##### Data under study

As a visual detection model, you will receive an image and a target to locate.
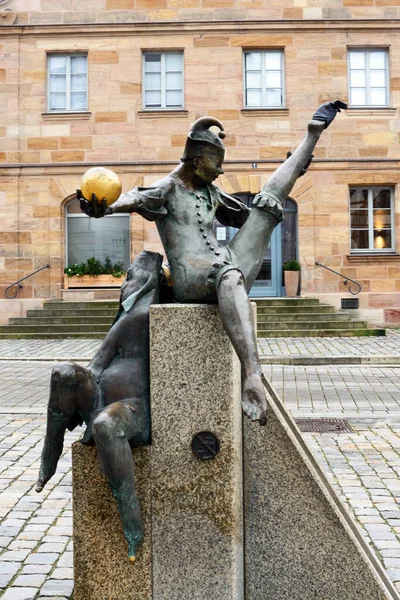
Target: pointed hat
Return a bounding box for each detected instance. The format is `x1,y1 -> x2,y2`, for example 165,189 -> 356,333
181,116 -> 226,161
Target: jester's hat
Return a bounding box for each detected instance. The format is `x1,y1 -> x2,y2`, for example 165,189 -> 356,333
181,116 -> 226,161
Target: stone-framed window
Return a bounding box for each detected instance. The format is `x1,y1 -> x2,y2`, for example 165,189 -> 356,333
348,49 -> 389,107
47,53 -> 88,112
350,186 -> 394,253
243,50 -> 285,108
142,51 -> 184,110
66,198 -> 130,269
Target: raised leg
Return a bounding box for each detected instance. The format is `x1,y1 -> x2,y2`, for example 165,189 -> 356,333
217,270 -> 267,424
92,403 -> 145,562
36,362 -> 99,492
228,120 -> 326,289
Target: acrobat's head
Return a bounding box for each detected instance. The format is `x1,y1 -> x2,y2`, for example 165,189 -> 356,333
181,116 -> 226,184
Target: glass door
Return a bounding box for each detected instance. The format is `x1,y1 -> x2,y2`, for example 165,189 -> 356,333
249,225 -> 281,297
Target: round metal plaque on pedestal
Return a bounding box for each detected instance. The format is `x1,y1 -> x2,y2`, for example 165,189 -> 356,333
191,431 -> 220,460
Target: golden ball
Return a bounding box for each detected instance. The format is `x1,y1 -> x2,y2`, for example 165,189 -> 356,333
81,167 -> 122,207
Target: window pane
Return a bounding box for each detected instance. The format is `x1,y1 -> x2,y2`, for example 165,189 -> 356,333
71,92 -> 87,110
145,90 -> 162,107
350,188 -> 368,209
246,89 -> 262,106
166,90 -> 182,106
370,88 -> 387,105
166,72 -> 182,90
67,199 -> 82,214
266,89 -> 282,106
373,209 -> 391,229
350,70 -> 366,87
369,51 -> 386,69
351,210 -> 368,228
50,92 -> 66,110
265,52 -> 282,70
50,74 -> 66,93
49,55 -> 67,75
374,229 -> 391,249
370,70 -> 386,87
373,189 -> 391,208
145,73 -> 161,91
266,71 -> 281,88
350,88 -> 366,105
71,73 -> 86,92
144,54 -> 161,73
246,71 -> 261,88
245,52 -> 261,70
165,53 -> 182,71
349,52 -> 365,69
67,214 -> 131,269
351,229 -> 369,249
71,56 -> 87,75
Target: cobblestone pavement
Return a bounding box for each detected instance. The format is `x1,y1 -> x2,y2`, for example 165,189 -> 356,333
2,338 -> 400,597
0,330 -> 400,362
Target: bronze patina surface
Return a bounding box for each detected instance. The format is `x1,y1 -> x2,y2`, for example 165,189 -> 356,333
36,101 -> 346,561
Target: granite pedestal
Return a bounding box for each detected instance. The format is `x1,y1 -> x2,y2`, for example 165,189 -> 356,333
72,303 -> 398,600
73,303 -> 243,600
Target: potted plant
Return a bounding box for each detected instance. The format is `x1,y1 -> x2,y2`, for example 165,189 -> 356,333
283,259 -> 300,297
64,257 -> 126,289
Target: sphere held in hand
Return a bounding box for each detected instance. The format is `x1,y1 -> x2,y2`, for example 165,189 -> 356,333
80,167 -> 122,207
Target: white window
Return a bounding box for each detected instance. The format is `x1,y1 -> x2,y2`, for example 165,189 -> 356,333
348,49 -> 389,106
143,52 -> 184,110
244,50 -> 284,108
47,54 -> 88,112
350,187 -> 394,253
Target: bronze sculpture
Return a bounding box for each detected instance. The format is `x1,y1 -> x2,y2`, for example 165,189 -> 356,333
36,101 -> 346,562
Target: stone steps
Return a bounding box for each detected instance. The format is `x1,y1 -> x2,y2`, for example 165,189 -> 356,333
0,297 -> 386,339
254,297 -> 385,337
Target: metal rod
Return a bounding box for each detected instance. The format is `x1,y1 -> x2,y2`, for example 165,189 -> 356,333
5,264 -> 50,299
315,261 -> 361,295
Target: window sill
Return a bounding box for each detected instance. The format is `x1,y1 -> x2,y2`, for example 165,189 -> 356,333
346,107 -> 397,117
42,111 -> 91,120
138,109 -> 188,118
347,253 -> 399,262
241,108 -> 289,117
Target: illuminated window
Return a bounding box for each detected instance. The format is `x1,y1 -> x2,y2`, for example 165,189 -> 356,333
350,187 -> 394,253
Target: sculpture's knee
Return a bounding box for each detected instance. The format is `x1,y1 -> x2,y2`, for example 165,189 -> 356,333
219,268 -> 244,292
92,411 -> 125,446
51,361 -> 80,383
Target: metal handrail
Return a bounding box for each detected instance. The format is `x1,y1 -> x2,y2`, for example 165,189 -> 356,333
315,261 -> 361,295
5,264 -> 50,299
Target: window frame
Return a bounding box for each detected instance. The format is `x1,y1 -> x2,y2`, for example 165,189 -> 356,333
243,49 -> 285,109
347,48 -> 390,108
142,50 -> 185,111
65,199 -> 131,269
349,186 -> 395,254
47,52 -> 88,113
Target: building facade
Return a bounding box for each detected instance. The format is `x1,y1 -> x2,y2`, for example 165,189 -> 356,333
1,1 -> 400,325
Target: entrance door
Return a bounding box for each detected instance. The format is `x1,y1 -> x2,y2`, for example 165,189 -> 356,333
213,194 -> 298,298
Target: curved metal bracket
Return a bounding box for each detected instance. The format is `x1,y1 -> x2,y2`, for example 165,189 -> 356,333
315,261 -> 361,295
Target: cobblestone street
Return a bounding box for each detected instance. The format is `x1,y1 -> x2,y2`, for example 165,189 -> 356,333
2,338 -> 400,597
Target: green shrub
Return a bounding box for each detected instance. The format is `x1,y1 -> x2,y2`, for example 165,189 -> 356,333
64,257 -> 125,278
283,259 -> 301,272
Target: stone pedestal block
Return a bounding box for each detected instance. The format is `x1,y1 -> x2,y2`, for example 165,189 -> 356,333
72,444 -> 152,600
149,304 -> 243,600
244,380 -> 398,600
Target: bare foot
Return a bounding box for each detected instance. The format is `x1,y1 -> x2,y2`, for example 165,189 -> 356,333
242,373 -> 268,425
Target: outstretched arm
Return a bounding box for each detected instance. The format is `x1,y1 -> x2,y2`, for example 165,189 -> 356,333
106,187 -> 168,221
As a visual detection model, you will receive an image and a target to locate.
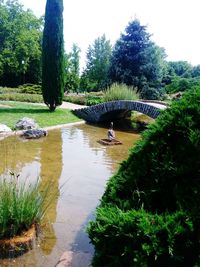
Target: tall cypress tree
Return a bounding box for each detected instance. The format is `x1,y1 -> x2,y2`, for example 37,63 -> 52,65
42,0 -> 64,111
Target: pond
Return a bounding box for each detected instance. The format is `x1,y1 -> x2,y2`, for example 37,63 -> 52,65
0,122 -> 141,267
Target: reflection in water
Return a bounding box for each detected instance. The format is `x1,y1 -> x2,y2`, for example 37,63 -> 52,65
0,122 -> 141,267
39,129 -> 63,256
0,134 -> 41,177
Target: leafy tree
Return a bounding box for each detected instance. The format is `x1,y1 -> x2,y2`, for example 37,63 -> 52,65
81,34 -> 112,91
42,0 -> 64,111
0,0 -> 43,86
64,43 -> 81,93
191,65 -> 200,78
167,61 -> 193,77
109,19 -> 166,94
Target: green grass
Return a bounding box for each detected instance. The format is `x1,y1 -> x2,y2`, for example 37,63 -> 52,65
0,101 -> 81,129
0,173 -> 51,239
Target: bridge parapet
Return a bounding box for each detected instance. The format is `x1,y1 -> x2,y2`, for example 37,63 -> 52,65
73,100 -> 166,123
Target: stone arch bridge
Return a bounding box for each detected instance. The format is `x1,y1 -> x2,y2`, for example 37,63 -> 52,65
73,100 -> 167,123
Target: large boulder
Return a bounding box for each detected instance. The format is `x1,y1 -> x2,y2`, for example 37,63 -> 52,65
0,124 -> 12,133
21,129 -> 48,139
15,117 -> 38,130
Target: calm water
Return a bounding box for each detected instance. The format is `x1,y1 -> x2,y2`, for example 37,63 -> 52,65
0,123 -> 140,267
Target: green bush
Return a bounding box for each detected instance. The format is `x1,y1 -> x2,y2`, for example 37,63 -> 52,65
0,93 -> 43,103
0,87 -> 21,94
63,94 -> 86,105
0,173 -> 51,239
86,95 -> 103,106
140,85 -> 165,100
18,83 -> 42,94
165,77 -> 200,93
88,88 -> 200,266
104,83 -> 139,102
88,208 -> 195,267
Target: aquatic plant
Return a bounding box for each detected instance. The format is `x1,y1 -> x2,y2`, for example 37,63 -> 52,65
0,173 -> 51,239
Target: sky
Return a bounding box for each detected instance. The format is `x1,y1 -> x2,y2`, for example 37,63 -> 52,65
19,0 -> 200,70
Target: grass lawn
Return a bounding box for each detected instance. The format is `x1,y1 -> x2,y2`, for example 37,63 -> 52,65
0,101 -> 81,129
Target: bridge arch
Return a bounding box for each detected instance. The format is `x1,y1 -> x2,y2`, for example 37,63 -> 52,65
73,100 -> 166,123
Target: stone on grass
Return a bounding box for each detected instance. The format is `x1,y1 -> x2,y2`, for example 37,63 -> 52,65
0,124 -> 12,133
15,117 -> 38,130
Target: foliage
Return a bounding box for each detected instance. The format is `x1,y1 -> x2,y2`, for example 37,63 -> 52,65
0,87 -> 21,94
109,19 -> 166,93
63,93 -> 103,106
0,101 -> 81,128
104,83 -> 139,102
191,65 -> 200,78
64,44 -> 81,93
86,95 -> 103,106
0,92 -> 43,102
0,173 -> 50,239
88,88 -> 200,266
88,208 -> 195,267
81,34 -> 112,91
42,0 -> 65,111
0,0 -> 43,87
140,85 -> 165,100
63,94 -> 86,105
167,61 -> 193,77
18,83 -> 42,94
165,76 -> 200,93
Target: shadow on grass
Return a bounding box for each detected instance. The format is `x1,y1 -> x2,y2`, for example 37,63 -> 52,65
0,108 -> 50,114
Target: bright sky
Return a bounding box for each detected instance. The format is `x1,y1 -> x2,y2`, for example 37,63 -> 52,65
19,0 -> 200,70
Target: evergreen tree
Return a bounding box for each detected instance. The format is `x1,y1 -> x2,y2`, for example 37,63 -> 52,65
109,19 -> 166,93
42,0 -> 64,111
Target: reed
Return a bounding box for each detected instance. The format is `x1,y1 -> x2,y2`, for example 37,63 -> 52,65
0,173 -> 51,239
104,83 -> 139,102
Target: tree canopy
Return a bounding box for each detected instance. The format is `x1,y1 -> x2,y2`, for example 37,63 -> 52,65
0,0 -> 43,86
64,43 -> 81,93
80,34 -> 112,91
109,19 -> 166,93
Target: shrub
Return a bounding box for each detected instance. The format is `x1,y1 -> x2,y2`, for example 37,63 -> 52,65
86,95 -> 103,106
63,94 -> 86,105
104,83 -> 139,102
0,173 -> 51,239
0,87 -> 21,94
0,93 -> 43,103
140,84 -> 165,100
18,84 -> 42,95
88,208 -> 195,267
87,88 -> 200,266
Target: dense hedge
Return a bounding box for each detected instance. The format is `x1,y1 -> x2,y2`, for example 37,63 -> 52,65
87,88 -> 200,266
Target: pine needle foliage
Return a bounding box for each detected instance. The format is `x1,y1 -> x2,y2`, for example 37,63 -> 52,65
88,88 -> 200,266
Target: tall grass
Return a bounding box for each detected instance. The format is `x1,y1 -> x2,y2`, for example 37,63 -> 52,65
0,173 -> 51,239
104,83 -> 139,102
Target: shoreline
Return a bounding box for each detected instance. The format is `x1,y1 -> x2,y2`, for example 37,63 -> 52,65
0,120 -> 85,139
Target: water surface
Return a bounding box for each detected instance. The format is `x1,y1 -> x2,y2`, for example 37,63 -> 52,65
0,123 -> 140,267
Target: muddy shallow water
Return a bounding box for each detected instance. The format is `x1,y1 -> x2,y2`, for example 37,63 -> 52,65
0,123 -> 140,267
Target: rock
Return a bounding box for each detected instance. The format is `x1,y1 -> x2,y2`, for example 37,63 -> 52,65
21,129 -> 48,139
0,124 -> 12,133
15,117 -> 38,130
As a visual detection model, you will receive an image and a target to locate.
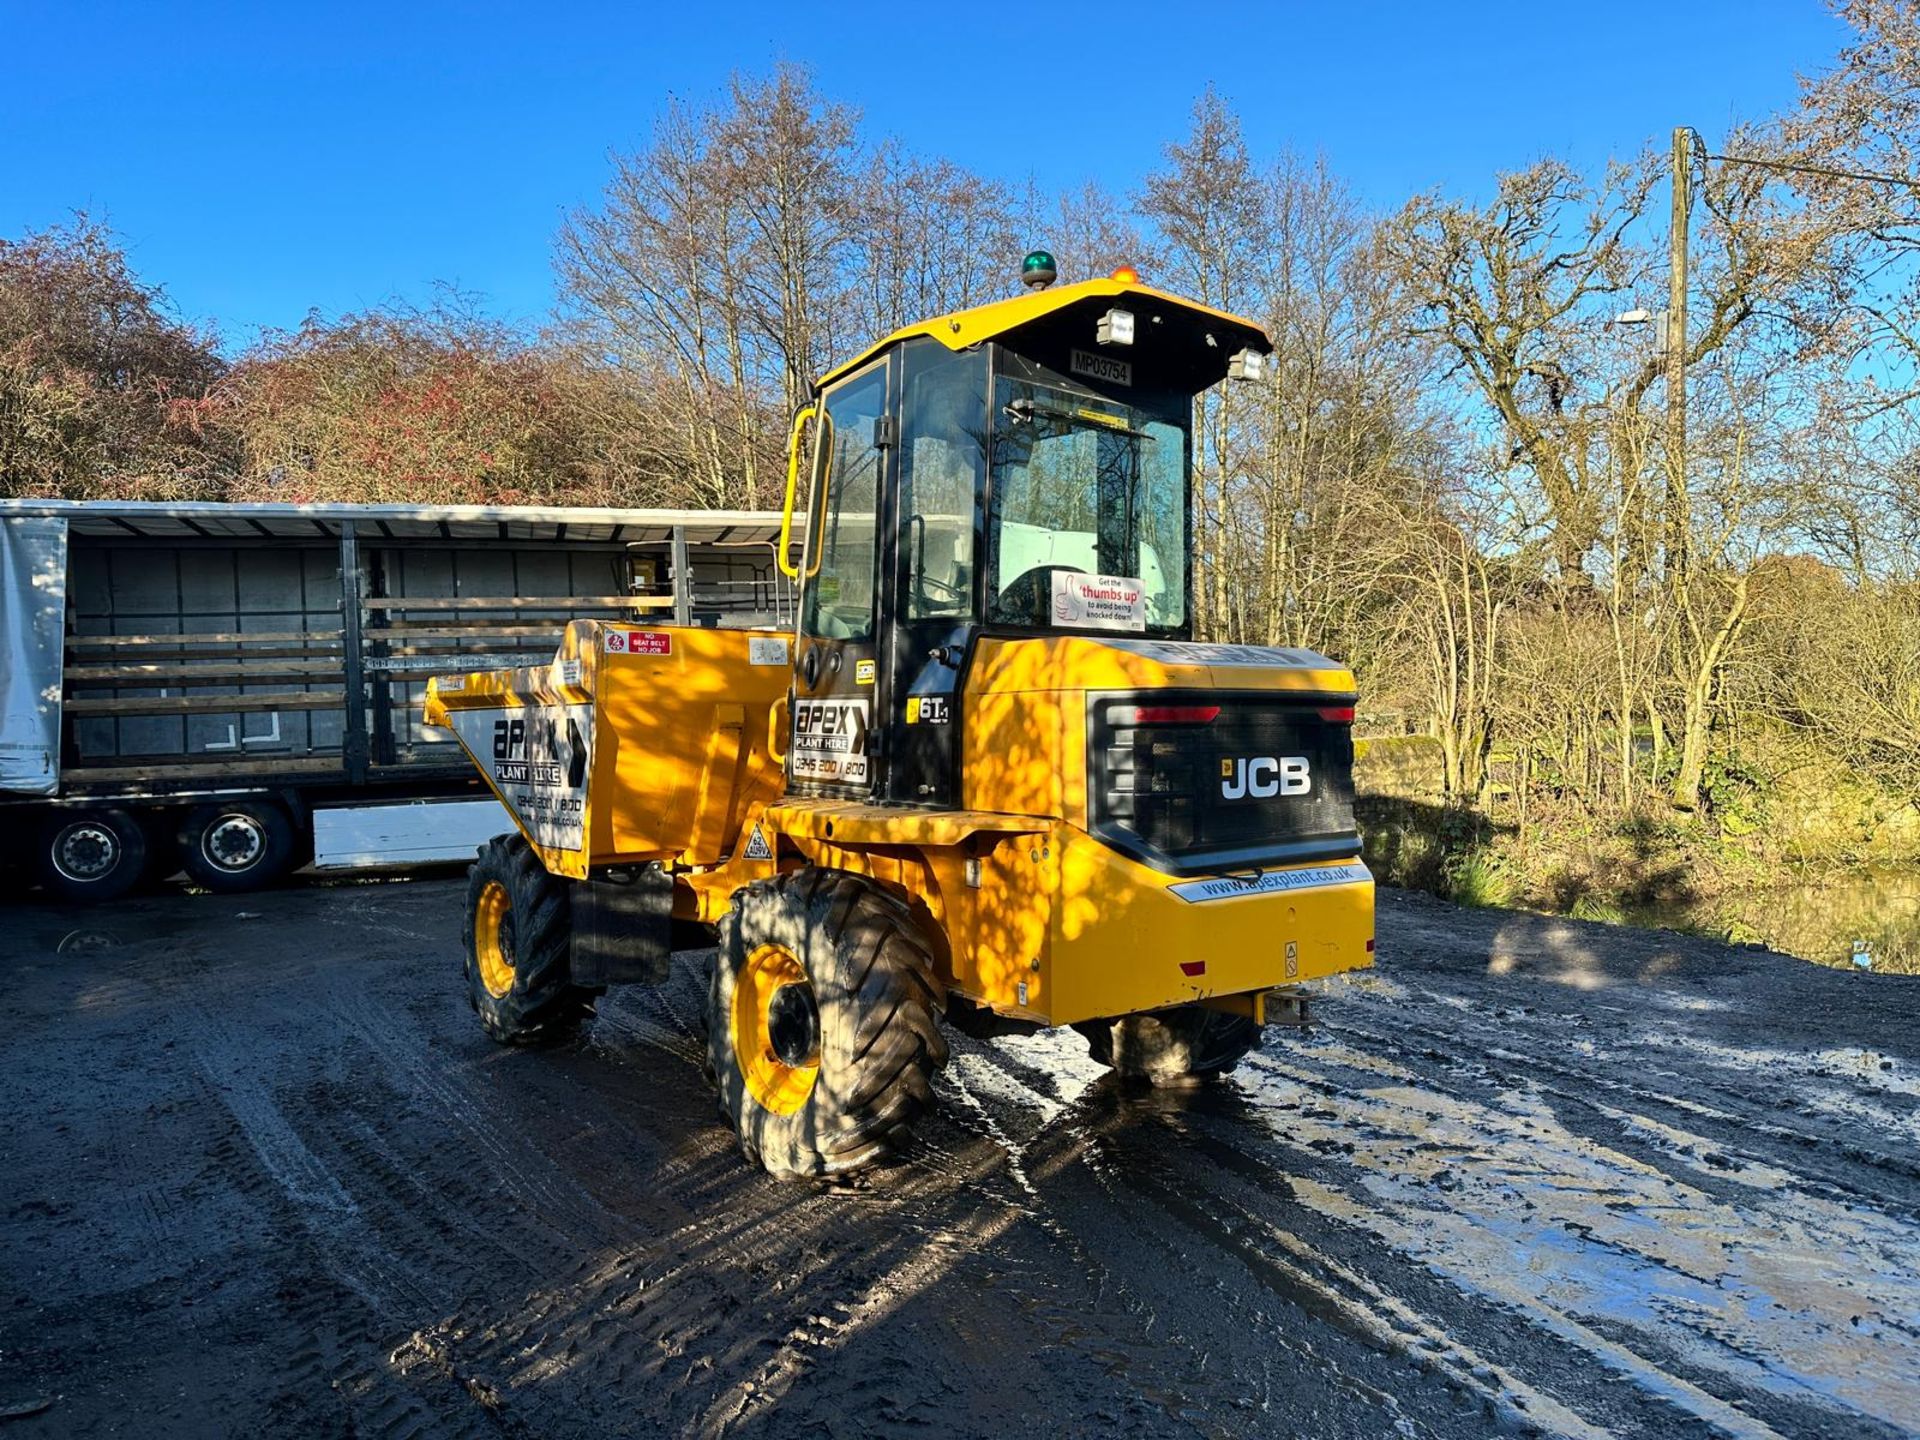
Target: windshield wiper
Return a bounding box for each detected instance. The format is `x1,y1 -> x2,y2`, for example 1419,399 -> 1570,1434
1009,399 -> 1155,439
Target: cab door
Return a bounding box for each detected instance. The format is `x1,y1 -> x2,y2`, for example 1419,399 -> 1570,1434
881,342 -> 988,806
789,357 -> 893,798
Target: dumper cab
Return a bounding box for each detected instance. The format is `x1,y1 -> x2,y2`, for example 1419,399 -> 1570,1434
788,268 -> 1362,868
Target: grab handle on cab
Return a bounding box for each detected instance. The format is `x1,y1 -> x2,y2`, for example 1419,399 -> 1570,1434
777,404 -> 817,580
767,694 -> 790,764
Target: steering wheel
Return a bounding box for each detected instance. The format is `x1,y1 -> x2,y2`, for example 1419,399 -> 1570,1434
915,570 -> 968,605
991,565 -> 1087,626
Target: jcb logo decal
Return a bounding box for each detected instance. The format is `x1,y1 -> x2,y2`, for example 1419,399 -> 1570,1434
1221,755 -> 1311,799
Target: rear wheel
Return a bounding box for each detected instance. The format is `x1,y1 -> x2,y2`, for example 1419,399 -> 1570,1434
1075,1005 -> 1261,1087
178,800 -> 296,893
709,869 -> 947,1179
462,834 -> 595,1044
38,808 -> 149,902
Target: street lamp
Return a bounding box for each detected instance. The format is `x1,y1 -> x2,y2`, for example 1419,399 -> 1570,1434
1612,306 -> 1670,354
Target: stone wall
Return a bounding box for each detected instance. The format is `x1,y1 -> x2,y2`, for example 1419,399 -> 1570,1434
1353,734 -> 1446,803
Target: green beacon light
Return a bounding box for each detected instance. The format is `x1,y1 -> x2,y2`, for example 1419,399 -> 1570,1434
1020,250 -> 1057,290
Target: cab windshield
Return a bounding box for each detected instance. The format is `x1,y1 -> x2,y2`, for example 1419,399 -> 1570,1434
986,366 -> 1191,633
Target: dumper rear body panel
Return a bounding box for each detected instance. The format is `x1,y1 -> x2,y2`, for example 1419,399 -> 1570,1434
427,621 -> 788,879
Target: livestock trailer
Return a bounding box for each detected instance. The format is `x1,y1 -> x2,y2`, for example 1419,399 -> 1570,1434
0,500 -> 791,898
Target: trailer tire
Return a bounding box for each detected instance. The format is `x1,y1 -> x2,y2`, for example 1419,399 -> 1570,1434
1075,1005 -> 1260,1087
178,801 -> 296,893
709,870 -> 947,1180
38,808 -> 149,902
463,834 -> 595,1045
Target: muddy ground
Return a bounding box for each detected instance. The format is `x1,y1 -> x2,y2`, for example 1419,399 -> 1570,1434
2,877 -> 1917,1439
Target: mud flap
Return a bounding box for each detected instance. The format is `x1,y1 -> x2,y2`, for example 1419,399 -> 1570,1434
570,864 -> 674,986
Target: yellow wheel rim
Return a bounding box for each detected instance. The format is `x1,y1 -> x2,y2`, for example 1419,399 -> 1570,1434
475,880 -> 515,999
730,943 -> 820,1116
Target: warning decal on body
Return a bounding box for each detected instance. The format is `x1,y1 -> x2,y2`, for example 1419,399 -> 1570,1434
605,630 -> 673,656
447,703 -> 594,852
744,823 -> 774,861
1050,572 -> 1147,632
789,697 -> 869,785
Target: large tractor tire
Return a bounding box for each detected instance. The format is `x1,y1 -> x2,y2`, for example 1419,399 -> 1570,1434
709,869 -> 948,1180
38,807 -> 149,902
1075,1005 -> 1261,1087
462,834 -> 596,1045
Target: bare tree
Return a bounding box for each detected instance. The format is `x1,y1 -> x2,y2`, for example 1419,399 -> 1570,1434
1382,158 -> 1656,586
557,64 -> 857,509
1141,90 -> 1265,638
852,145 -> 1019,338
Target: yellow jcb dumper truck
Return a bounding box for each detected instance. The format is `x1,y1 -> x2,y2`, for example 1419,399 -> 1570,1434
425,255 -> 1376,1178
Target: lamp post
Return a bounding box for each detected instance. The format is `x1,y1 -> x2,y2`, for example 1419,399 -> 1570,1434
1666,127 -> 1692,578
1606,127 -> 1696,579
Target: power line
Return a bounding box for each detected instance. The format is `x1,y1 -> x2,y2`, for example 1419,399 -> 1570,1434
1708,151 -> 1920,192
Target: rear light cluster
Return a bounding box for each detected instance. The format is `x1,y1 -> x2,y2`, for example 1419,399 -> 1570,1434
1108,704 -> 1220,726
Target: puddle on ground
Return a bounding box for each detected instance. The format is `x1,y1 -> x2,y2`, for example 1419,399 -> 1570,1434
29,910 -> 206,955
49,929 -> 122,954
1236,1039 -> 1920,1434
1622,866 -> 1920,974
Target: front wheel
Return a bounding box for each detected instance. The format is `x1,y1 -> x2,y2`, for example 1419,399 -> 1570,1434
462,834 -> 596,1044
709,870 -> 948,1179
1075,1005 -> 1261,1087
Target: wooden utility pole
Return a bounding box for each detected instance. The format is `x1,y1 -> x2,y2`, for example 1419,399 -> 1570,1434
1667,126 -> 1691,579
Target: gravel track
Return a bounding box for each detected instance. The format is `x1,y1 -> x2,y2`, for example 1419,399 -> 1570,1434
2,878 -> 1916,1438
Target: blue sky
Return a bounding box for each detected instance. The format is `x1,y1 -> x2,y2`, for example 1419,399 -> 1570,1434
0,1 -> 1849,347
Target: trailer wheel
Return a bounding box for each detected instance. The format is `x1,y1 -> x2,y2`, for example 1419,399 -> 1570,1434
38,808 -> 149,902
1075,1005 -> 1261,1087
178,801 -> 296,893
463,834 -> 595,1045
709,870 -> 948,1179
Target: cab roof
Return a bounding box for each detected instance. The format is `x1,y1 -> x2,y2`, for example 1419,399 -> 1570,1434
816,276 -> 1273,392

##########

[Try it] Among the entries above, locate the lines containing "Target: aquatic plant" and "Target: sky", and transcribe exactly those two lines and all lines between.

[Output]
Target: aquatic plant
Return a bounding box for each detected instance. The format is `x1,y1 -> x2,y2`, for example 37,63 -> 52,65
0,173 -> 51,239
Target: sky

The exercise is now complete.